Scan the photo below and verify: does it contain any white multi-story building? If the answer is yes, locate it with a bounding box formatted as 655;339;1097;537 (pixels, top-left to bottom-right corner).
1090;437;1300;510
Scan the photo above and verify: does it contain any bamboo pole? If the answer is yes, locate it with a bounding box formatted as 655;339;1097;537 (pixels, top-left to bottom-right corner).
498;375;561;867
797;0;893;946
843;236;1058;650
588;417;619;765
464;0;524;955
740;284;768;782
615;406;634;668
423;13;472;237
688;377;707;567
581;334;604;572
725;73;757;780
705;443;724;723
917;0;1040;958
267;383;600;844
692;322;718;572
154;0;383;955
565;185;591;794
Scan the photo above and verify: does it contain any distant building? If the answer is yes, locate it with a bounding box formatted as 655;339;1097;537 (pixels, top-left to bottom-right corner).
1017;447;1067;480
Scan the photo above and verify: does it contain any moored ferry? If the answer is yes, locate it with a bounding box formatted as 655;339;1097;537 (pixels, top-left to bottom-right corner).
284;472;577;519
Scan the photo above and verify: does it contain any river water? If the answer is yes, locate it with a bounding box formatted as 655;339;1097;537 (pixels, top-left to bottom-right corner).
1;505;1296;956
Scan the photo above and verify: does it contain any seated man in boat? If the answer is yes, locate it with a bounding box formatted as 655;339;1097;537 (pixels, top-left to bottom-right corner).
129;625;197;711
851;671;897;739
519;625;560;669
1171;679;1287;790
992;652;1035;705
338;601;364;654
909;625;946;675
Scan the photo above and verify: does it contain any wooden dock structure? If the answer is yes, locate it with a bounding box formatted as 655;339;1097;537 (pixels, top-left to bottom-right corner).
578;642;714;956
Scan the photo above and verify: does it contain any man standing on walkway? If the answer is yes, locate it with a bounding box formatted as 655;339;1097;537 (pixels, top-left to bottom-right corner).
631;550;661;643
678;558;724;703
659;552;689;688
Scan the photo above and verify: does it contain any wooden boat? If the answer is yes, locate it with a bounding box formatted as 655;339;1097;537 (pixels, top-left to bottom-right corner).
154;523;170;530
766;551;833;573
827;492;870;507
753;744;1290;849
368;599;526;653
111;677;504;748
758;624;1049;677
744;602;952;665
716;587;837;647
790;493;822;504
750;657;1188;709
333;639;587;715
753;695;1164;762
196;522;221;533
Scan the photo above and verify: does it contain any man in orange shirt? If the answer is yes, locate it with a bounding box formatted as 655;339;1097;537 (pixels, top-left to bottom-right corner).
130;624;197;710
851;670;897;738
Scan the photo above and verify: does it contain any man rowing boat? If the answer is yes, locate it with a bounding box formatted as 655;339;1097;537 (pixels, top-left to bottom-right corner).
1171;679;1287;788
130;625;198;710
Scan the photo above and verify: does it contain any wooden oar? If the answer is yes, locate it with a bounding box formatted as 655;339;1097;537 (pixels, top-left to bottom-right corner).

EXERCISE REQUIREMENTS
Copy out every record exactly.

RESPONSE
Scan the photo below and verify: does it contain any white multi-story building? If the answer is yes, locate it with a bounding box formatted as 655;339;1097;537 (pixels, top-left to bottom-right corner).
1090;437;1300;510
Scan the photo above and verify: does it contain any bamboo pole? If the answer is yes, locate it with a bounding box formatted as 655;339;1097;537 (pixels, top-left to bottom-right corner).
498;375;561;867
797;0;893;946
843;236;1058;650
588;417;619;765
464;0;524;955
740;284;768;782
615;406;634;668
423;13;472;237
688;377;707;567
581;334;604;572
725;73;757;780
705;443;724;723
917;0;1040;958
267;383;600;844
692;322;718;572
154;0;383;955
565;185;591;794
Scan the photo above and verify: does it contain any distant building? If the answer is yes, locate it with a bounding box formatted as 655;339;1097;537 (pixels, top-left to bottom-right corner).
1017;447;1067;480
Scan the photo above and verify: does it contain any moored ferry? If the answer is yes, locate it with a bounding box formatted as 655;339;1097;537 (pixels, top-left to bottom-right corner).
284;472;577;519
Scan the photo above and verify: does it contain any river water? If the answer is yes, locate it with a bounding box formatted as 655;339;1097;537 (pixels, top-left to bottom-right corner).
1;505;1296;956
Scan the photo above and verify: does it contain any seated man in boat? If the answer is yes, locate it with a bounding box formatted as 655;339;1097;537 (pixels, top-left to bottom-right corner).
129;625;197;711
851;671;897;739
519;625;560;669
1171;679;1287;790
992;652;1035;705
338;601;364;654
909;625;946;675
Scan the photo above and verify: does it contain any wooden dock structure? If the answer is yes, locate it with a bounding box formatted as 655;339;1097;537 (pixels, top-left to bottom-right corner).
578;642;714;956
Scan the photo above and verify: does it contain any man standing on walkway? If the answer is yes, locate it with a bounding box formatted as 655;339;1097;537 (pixels, top-left to bottom-right corner).
631;550;661;643
678;558;724;703
659;552;689;688
Scan the photo above and verify: does it contain any wooden boat? If the answer is yes, locate it with a bounding box formatted as 655;339;1097;537 (pixels, top-left to bottom-right corner).
154;523;170;530
766;551;833;573
827;492;870;507
753;744;1290;849
368;599;526;653
111;677;504;748
758;624;1049;677
744;602;952;665
716;587;837;647
790;493;822;504
750;657;1188;709
333;639;587;715
753;695;1164;762
196;522;221;533
Scan the photo above and verify: does it contain any man in orange shirt? If the answer is yes, locate it with a bounding box formatted as 655;339;1097;537 (pixels, top-left to bottom-right corner).
130;624;197;710
851;670;897;738
Scan the photo above and verify: does it contain any man rowing boat? If the answer is yes, locate it with a bounding box formatted as 655;339;1097;537 (pixels, top-left to bottom-right corner).
1171;679;1287;788
130;625;198;710
Scan the photo above and verify: does it contain any wooden oar? If the answer is yes, locate it with a bounding box formatted as 655;339;1097;537 (pixels, top-left to bottom-right corner).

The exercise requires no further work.